CD8:Treg Ratio in the Tumor is Also Reduced in the KO


We wondered if the altered balance of CD8 T effectors and FoxP3+ Treg observed in the draining lymph nodes were also seen at the tumor site. For these experiments, we moved to a therapeutic vaccine model such that all mice would have progressive tumors. As shown in FIG. 23, d14 B16 tumors from GVAX treated KO mice did not show an alteration in the frequency of CD45+ cells in single cell suspensions of tumors. However, the frequency of CD3+ T cells was significantly reduced in the KO mice compared to controls. There was a non-significant trend towards larger tumor sizes. The lack of effect on tumor growth might reflect the limited ability of GM-CSF secreting tumor cell vaccines to impact the progression of established tumors, precluding the ability to detect a major PPAR-γ dependent contribution. Similar results were obtained with dll tumors (data not shown).


We further categorized the CD3 infiltrate based on CD8, CD4 surface expression and intracellular staining for FoxP3. Total recovery of CD8 and Treg was reduced in the KO tumors as expected due to lower CD3 (FIG. 24). However, this effect was more pronounced (and statistically significant) in the CD8 compartment, leading to lower CD8:Treg ratios in the KO mice. The balance of CD8 to Treg at the tumor site has emerged as an important prognostic variable for a number of cancers in clinical studies.


Impact on DC Associated Genes in KO dLN and T-Cell Stimulation by DC


To identify the origin of the reduced CD8:Treg ratio we analyzed the draining LN. We performed high throughput and unbiased analysis of whole LN by RNASeq. The draining LN from each mouse was collected 5 days after GVAX administration. 4-5 draining lymph node were pooled for each sample.

+-------+

Write the next part of the page text on tumor-infiltrating T cells and draining lymph node analysis in the KO mice, picking up after its final sentence.

Referring expression pointing data:
+-------+

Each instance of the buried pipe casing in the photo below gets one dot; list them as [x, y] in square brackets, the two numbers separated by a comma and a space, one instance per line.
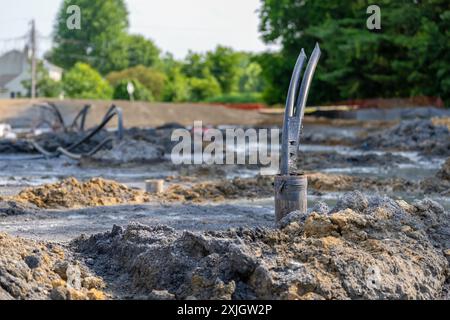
[290, 187]
[290, 194]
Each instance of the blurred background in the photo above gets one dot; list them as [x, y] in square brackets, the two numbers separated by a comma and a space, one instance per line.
[226, 51]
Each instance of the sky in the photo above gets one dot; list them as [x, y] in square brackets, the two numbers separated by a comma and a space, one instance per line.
[176, 26]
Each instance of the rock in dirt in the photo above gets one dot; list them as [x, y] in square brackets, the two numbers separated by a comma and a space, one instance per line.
[13, 208]
[27, 271]
[71, 193]
[440, 183]
[258, 187]
[430, 137]
[384, 249]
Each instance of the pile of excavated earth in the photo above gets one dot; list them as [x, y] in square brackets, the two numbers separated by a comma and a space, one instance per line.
[71, 193]
[366, 247]
[363, 248]
[38, 270]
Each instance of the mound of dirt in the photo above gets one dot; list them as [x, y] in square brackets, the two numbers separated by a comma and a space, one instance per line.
[364, 248]
[37, 270]
[321, 182]
[430, 137]
[323, 160]
[262, 187]
[258, 187]
[71, 193]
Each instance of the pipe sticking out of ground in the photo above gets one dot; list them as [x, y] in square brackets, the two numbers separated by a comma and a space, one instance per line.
[291, 186]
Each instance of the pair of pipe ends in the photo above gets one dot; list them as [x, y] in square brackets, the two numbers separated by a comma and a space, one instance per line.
[290, 184]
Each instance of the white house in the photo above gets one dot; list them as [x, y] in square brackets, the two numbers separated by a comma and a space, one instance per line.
[15, 68]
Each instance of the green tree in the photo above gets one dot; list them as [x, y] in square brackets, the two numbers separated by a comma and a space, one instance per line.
[45, 86]
[102, 40]
[140, 91]
[150, 78]
[141, 51]
[203, 89]
[406, 57]
[84, 82]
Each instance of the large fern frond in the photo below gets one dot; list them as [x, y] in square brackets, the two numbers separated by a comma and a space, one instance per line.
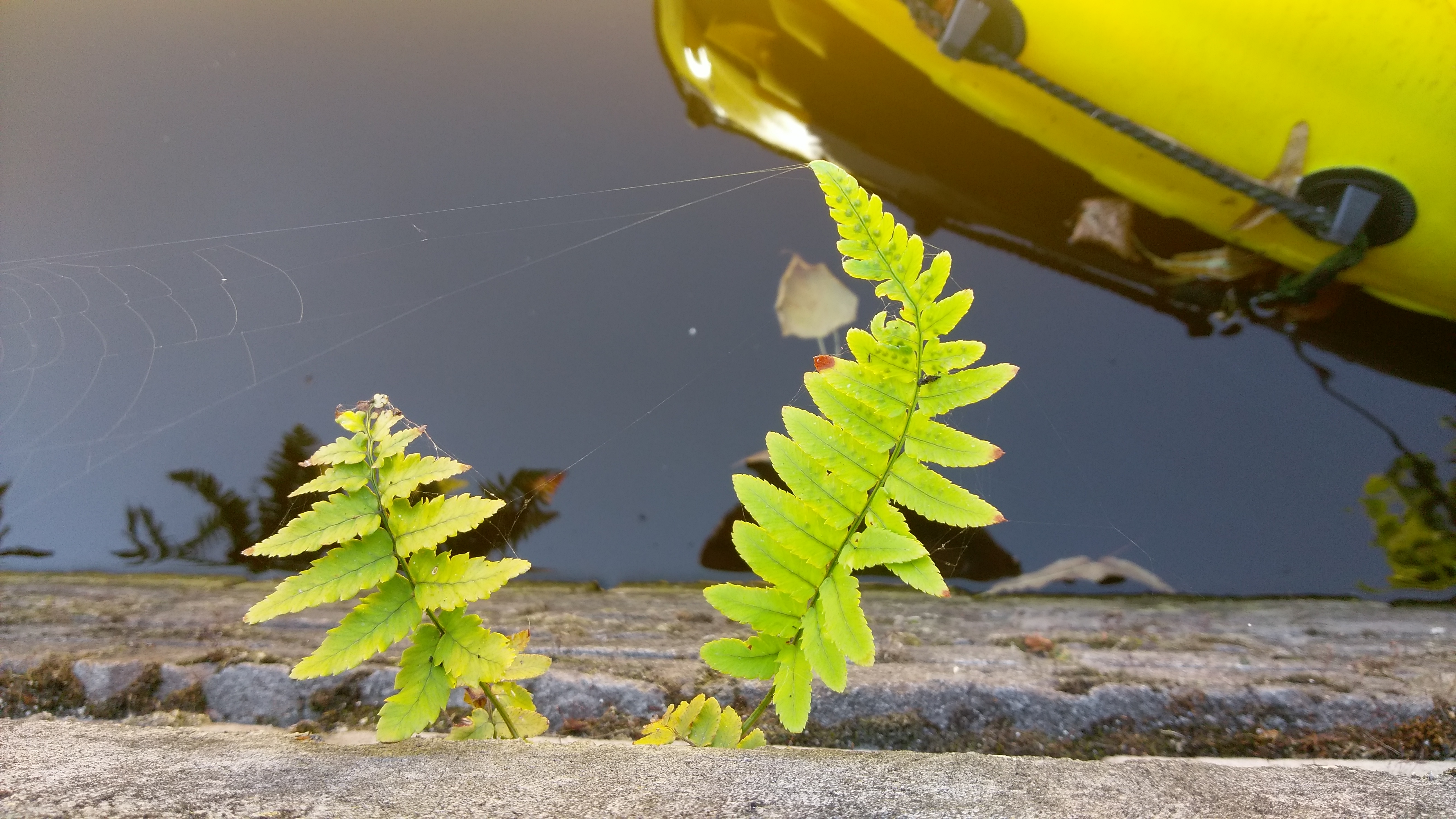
[868, 447]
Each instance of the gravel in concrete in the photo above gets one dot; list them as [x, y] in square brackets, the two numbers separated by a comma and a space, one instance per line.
[92, 770]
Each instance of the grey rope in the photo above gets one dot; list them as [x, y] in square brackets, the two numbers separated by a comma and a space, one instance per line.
[1301, 213]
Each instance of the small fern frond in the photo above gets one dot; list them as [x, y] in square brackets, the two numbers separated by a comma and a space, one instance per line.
[388, 543]
[868, 446]
[704, 724]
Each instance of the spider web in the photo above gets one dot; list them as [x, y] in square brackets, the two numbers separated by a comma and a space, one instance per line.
[106, 351]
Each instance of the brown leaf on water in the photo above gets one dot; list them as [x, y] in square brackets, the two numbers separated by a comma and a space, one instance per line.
[1082, 568]
[813, 303]
[1222, 264]
[1285, 178]
[1107, 222]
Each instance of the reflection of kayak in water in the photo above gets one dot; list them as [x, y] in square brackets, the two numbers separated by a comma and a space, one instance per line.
[1229, 81]
[804, 81]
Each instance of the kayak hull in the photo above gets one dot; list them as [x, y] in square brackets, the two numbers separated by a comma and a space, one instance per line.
[1229, 79]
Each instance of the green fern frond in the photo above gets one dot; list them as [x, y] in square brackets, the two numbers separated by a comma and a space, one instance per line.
[845, 466]
[704, 724]
[388, 543]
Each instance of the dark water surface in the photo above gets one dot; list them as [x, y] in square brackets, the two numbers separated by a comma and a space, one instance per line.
[559, 329]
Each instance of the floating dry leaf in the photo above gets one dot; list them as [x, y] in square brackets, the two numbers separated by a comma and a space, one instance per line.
[1082, 568]
[1285, 178]
[1107, 222]
[813, 303]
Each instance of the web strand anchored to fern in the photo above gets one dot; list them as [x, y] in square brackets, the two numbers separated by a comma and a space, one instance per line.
[845, 466]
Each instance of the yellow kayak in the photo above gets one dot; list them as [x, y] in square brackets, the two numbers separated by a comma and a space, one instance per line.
[1229, 81]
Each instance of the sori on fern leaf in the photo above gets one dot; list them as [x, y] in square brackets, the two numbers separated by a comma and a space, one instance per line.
[868, 447]
[388, 543]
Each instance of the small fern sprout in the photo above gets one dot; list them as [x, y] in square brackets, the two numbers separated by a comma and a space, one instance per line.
[388, 543]
[868, 447]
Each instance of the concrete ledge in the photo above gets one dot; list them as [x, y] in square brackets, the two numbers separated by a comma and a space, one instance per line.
[1110, 675]
[106, 770]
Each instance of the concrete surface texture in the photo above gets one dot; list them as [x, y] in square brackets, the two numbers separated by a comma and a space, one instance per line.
[1046, 675]
[72, 769]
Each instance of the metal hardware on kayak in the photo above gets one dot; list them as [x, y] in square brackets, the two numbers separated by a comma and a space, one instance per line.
[1339, 222]
[1394, 216]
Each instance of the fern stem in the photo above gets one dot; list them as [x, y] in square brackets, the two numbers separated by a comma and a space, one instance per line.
[753, 718]
[500, 709]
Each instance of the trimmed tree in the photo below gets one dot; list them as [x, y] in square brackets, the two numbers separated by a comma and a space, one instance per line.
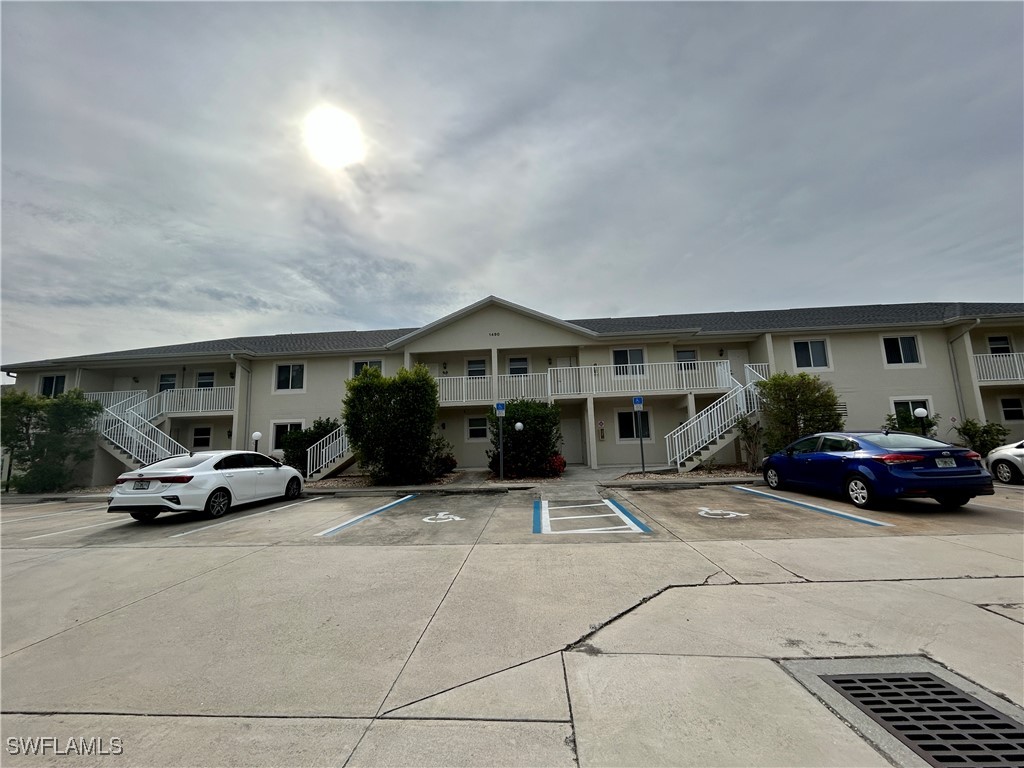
[536, 451]
[390, 423]
[794, 406]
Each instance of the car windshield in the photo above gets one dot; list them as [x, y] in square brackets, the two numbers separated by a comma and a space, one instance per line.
[179, 462]
[901, 440]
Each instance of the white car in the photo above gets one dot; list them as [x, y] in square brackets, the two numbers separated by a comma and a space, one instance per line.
[208, 480]
[1007, 462]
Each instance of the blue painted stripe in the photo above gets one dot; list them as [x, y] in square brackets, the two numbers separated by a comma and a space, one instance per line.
[625, 513]
[371, 513]
[833, 512]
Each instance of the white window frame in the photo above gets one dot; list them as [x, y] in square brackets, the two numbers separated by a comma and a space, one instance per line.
[486, 428]
[476, 359]
[508, 364]
[927, 399]
[808, 339]
[44, 377]
[368, 363]
[635, 440]
[273, 377]
[202, 426]
[1003, 410]
[632, 367]
[918, 344]
[273, 431]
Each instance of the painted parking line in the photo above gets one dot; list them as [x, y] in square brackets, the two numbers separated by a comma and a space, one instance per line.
[359, 518]
[54, 514]
[543, 518]
[815, 507]
[239, 519]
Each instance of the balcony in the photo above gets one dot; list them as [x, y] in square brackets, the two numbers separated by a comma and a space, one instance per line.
[999, 368]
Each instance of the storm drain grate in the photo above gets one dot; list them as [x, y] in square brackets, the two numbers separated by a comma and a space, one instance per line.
[941, 723]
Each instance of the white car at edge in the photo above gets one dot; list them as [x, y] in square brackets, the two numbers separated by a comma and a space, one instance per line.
[210, 481]
[1007, 462]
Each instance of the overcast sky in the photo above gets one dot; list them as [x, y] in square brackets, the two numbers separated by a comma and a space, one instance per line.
[584, 160]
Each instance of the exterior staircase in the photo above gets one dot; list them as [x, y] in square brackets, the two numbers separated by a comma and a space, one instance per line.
[715, 427]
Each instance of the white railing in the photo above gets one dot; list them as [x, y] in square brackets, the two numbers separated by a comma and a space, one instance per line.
[523, 386]
[999, 367]
[464, 389]
[643, 377]
[198, 399]
[118, 400]
[140, 440]
[327, 451]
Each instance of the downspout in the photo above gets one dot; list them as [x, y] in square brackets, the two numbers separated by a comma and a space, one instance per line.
[952, 365]
[249, 399]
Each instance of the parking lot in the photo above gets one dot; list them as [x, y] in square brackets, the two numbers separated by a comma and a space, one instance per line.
[473, 629]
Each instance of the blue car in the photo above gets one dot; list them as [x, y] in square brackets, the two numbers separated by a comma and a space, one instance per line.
[869, 467]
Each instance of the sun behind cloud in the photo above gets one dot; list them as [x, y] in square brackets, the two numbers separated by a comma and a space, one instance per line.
[334, 137]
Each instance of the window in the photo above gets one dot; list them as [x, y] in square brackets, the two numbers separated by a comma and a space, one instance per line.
[687, 358]
[280, 430]
[900, 350]
[812, 353]
[999, 345]
[518, 366]
[1013, 409]
[51, 386]
[291, 376]
[628, 425]
[476, 428]
[628, 361]
[202, 437]
[359, 365]
[904, 409]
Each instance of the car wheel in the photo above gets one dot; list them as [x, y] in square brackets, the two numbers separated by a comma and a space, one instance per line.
[773, 478]
[218, 503]
[858, 492]
[1006, 472]
[952, 501]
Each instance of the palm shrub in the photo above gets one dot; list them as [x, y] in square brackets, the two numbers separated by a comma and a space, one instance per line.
[793, 406]
[535, 451]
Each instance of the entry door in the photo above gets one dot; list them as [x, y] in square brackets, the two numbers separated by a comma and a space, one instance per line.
[572, 440]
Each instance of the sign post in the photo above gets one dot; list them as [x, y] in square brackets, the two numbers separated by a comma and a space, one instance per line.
[637, 412]
[500, 408]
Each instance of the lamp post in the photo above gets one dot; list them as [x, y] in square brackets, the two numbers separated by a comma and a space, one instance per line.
[922, 414]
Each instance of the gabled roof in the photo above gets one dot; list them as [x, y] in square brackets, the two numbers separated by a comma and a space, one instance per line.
[763, 321]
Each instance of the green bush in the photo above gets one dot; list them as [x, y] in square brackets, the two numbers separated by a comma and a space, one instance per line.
[535, 451]
[793, 406]
[390, 424]
[981, 437]
[298, 442]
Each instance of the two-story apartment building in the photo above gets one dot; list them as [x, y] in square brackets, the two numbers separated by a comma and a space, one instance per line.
[693, 372]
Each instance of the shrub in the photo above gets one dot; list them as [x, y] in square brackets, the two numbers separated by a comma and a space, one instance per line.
[529, 453]
[981, 437]
[795, 406]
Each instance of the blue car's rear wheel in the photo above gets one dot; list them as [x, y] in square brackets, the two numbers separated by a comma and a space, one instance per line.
[858, 492]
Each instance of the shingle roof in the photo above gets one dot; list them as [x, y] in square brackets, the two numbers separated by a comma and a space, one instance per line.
[786, 320]
[752, 322]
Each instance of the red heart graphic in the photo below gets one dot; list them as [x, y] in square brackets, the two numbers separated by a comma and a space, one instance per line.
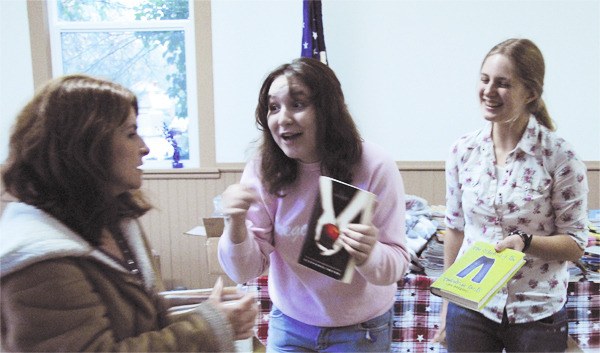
[332, 231]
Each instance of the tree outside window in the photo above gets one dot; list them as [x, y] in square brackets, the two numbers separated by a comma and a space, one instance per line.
[142, 45]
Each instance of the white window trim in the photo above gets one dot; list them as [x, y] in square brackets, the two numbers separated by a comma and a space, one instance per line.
[194, 134]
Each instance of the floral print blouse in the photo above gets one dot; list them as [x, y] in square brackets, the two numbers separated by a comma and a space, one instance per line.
[542, 190]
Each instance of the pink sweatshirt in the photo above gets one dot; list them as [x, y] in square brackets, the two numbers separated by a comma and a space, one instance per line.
[276, 231]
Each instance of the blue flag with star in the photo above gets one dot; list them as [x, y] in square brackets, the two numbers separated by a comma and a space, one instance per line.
[313, 40]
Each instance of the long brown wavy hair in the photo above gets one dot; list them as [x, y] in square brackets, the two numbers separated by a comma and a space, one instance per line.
[338, 140]
[530, 68]
[60, 150]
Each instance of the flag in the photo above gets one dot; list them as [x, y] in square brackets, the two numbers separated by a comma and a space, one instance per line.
[313, 40]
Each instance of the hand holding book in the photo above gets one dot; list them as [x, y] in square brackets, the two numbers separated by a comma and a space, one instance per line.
[473, 279]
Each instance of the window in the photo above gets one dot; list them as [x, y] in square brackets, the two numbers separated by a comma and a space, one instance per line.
[146, 45]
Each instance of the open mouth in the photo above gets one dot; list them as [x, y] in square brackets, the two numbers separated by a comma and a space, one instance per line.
[492, 104]
[290, 136]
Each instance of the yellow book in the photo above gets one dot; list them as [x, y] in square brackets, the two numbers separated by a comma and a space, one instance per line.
[477, 275]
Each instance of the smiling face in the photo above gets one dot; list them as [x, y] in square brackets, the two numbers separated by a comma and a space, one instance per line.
[292, 119]
[127, 151]
[503, 97]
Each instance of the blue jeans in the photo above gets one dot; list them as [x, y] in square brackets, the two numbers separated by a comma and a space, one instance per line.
[289, 335]
[470, 331]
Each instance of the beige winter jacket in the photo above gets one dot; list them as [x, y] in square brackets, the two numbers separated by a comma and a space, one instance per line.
[58, 293]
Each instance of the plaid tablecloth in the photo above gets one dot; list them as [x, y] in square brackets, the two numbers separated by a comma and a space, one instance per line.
[416, 314]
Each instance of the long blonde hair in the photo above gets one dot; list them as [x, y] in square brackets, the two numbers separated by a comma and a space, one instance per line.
[529, 67]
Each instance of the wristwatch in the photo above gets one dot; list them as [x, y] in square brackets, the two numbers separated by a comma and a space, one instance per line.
[524, 236]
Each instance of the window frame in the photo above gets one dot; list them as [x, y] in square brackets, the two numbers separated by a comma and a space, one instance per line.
[199, 47]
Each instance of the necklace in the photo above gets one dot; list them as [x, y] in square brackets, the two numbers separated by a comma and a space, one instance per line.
[128, 258]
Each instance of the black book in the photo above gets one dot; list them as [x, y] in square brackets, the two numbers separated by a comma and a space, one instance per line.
[338, 205]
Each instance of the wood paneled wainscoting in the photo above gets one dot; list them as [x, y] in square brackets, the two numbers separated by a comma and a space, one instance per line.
[182, 198]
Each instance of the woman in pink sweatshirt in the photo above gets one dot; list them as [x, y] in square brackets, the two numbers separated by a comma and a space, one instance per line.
[308, 132]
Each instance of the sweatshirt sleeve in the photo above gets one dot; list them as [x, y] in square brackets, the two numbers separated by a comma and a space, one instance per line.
[389, 258]
[56, 306]
[249, 259]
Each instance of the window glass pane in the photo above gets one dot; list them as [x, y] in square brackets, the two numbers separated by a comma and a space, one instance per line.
[121, 10]
[150, 63]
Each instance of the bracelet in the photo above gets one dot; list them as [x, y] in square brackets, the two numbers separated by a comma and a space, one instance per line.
[526, 238]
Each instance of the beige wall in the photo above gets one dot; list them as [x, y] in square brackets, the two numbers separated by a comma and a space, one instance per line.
[181, 203]
[182, 199]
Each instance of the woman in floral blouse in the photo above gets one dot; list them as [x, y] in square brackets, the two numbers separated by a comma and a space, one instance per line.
[518, 185]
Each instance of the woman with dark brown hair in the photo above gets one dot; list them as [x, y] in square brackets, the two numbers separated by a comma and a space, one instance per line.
[76, 268]
[308, 132]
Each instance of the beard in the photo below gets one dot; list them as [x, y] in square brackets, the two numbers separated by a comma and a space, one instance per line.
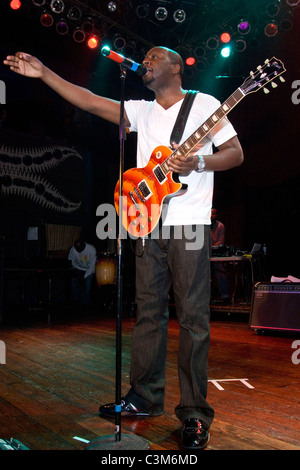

+-------+

→ ANSWER TO THIS TASK
Myeloid cells are a relatively rare population in the draining lymph node. So, we first tested if deletion of PPAR-g using LysMCre leads to an identifiable difference in PPAR-g target gene expression in the RNASeq of the whole draining LN. We found that several canonical PPAR-g target genes were reduced in KO draining lymph node (FIG. 38A). Previously, a PPAR-g controlled gene module has been identified in alveolar macrophages. Several of the macrophage genes in this module were also reduced in the KO (FIG. 38B). These data confirmed that we were able to identify myeloid restricted gene expression changes in our whole lymph node RNASeq and also validated a functional defect in PPAR-g.


We then took all gene modules (˜300) profiled in the Immgen database (Immgen.org, a consortium of laboratories profiling all immune cell types in the mouse by microarray). Gene modules are defined as genes that were found to be coexpressed and are annonated with the cell type and stimuli in which they are expressed. We asked by gene set enrichment analysis (GSEA) if any of these gene modules were changed in the KO. We found that a large geneset enriched in dendritic cells was reduced in the KO (FIG. 38C, coarse module 26 on Immgen.org). The DC enrichment in empirically defined by microarray analysis of various murine immune cell subsets on Immgen.org


Flow cytometric analyses showed that a large fraction of the CD11c+(a marker for DC) cells in the draining lymph node were MHCII hi and CCR7+ suggesting that the major DC population in the GVAX draining lymph node were migratory DC (data not shown). Previous studies have identified a signature of tolerance in naïve murine migratory DC. We found the naïve tolerogenic signature of migDC were retained in the KO dLN (FIG. 39A) in contrast to the many DC genes that were downregulated. These data suggested reduced immunostimulatory potential of dendritic cells in the KO draining lymph node. In mixed lymphocyte reactions (MLR), CD11c+ cells from KO dLN had a reduced capacity to activate T cells (FIG. 39B, 39C).


Impact on Regulatory T Cell Gene Signature and CD8:Treg Ratio in KO dLN


The DC gene signature and functional defects suggested an impact on T cell function. Thus, we next assessed if the RNASeq revealed any T-cell defects. In accordance with the increased Treg at the tumor site, we found an increase in the Treg specific gene modules in the KO (FIG. 40A). Treg specific or enriched genes such as FoxP3, IL2RA (CD25), CTLA-4 were significantly enriched in KO dLN. We confirmed an increase in Treg frequency by flow cytometry (FIGS. 40B and 40C). Interestingly, in accordance with the TIL data and reduced T cell proliferation in MLR, we also found a decreased frequency of CD8 and a reduced CD8:Treg ratio (FIG. 40C) in KO dLN.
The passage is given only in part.